> [EXERCISE] An exact copy of every record is needed.

> [LISTED ENTRIES]
==*==

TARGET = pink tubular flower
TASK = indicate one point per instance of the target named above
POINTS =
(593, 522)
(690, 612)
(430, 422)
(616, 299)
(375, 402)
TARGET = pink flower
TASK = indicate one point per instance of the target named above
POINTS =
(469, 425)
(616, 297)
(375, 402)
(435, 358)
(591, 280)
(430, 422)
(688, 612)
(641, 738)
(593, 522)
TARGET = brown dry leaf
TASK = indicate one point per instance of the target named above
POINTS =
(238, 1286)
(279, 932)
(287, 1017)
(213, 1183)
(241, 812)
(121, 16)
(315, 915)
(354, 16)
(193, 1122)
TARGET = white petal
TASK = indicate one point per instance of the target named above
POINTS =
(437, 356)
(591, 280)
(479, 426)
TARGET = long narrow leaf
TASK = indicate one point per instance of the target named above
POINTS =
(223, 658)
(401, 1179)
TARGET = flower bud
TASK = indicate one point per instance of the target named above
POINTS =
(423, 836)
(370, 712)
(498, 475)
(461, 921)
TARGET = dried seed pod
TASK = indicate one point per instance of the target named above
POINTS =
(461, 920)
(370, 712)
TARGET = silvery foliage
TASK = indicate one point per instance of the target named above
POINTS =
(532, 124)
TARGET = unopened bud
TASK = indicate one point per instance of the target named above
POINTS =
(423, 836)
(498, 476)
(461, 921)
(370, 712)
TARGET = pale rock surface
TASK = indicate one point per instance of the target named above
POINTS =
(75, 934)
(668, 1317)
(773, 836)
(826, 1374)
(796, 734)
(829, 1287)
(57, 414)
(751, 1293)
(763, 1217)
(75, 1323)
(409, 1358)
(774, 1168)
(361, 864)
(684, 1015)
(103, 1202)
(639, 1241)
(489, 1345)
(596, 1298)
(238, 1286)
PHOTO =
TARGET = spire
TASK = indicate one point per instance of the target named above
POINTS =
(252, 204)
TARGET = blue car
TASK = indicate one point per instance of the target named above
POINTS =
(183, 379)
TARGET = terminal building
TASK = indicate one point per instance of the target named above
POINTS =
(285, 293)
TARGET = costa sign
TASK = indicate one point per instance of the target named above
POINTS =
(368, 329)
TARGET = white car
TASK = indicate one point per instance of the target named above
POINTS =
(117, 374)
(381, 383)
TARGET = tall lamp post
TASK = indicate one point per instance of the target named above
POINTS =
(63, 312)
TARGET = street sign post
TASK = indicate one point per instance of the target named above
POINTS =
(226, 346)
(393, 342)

==*==

> [RESPONSE TO THE TASK]
TARGET = pink tubular flower
TASK = indicate one point per instance of the target named above
POINTS =
(593, 522)
(690, 612)
(430, 422)
(616, 299)
(375, 402)
TARGET = pink flower
TASK = indicate one point per instance of the target named above
POINTS =
(469, 425)
(616, 297)
(375, 402)
(435, 358)
(591, 280)
(430, 422)
(688, 612)
(641, 738)
(593, 522)
TARGET = brown dry leaf
TASK = indicate one point per instance of the target named above
POINTS =
(238, 1286)
(279, 932)
(287, 1017)
(213, 1183)
(241, 812)
(121, 16)
(315, 915)
(354, 16)
(193, 1122)
TARGET = white petal
TASK = indicate one point per instance of the target named above
POINTS =
(437, 356)
(591, 280)
(479, 426)
TARGET = long narrow leaf
TASK = indicate one point per instance of the target named above
POINTS =
(223, 658)
(401, 1179)
TARGET = flower bud
TASK = indicate one point per instance of the target named above
POINTS =
(423, 836)
(370, 712)
(498, 475)
(461, 921)
TARGET = dried seed pod
TASK = indicate one point per instance of the target named above
POINTS =
(461, 920)
(370, 712)
TARGET = silvery foliage
TASK = indicate one point per instance of the target named above
POINTS =
(532, 124)
TARGET = unopened bud
TASK = indicate one point per instance of the target named above
POINTS =
(423, 836)
(498, 476)
(461, 921)
(370, 712)
TARGET = pale rock surface
TASK = indicate one point per instance of the target named above
POINTS =
(75, 934)
(668, 1317)
(773, 836)
(826, 1374)
(796, 734)
(829, 1287)
(57, 414)
(751, 1293)
(763, 1217)
(75, 1323)
(409, 1358)
(774, 1168)
(361, 864)
(684, 1015)
(103, 1202)
(639, 1241)
(489, 1345)
(596, 1298)
(238, 1286)
PHOTO =
TARGET = spire
TASK = indicate one point per instance of the target named above
POINTS =
(252, 204)
TARGET = blue car
TASK = indicate one point per instance of the target named above
POINTS =
(183, 379)
TARGET = terminal building
TASK = indicate one point per instance of the target named above
POINTS =
(285, 293)
TARGET = costa sign
TASK = indicate one point per instance of the target named above
POINTS =
(368, 329)
TARGET = white car
TASK = indicate one point per instance of the target named above
POINTS =
(117, 374)
(381, 383)
TARGET = tall lamp post
TASK = indicate one point per instance of the target named above
POINTS =
(63, 312)
TARGET = street sign post
TASK = indicate one point per instance of the target named above
POINTS =
(226, 346)
(393, 342)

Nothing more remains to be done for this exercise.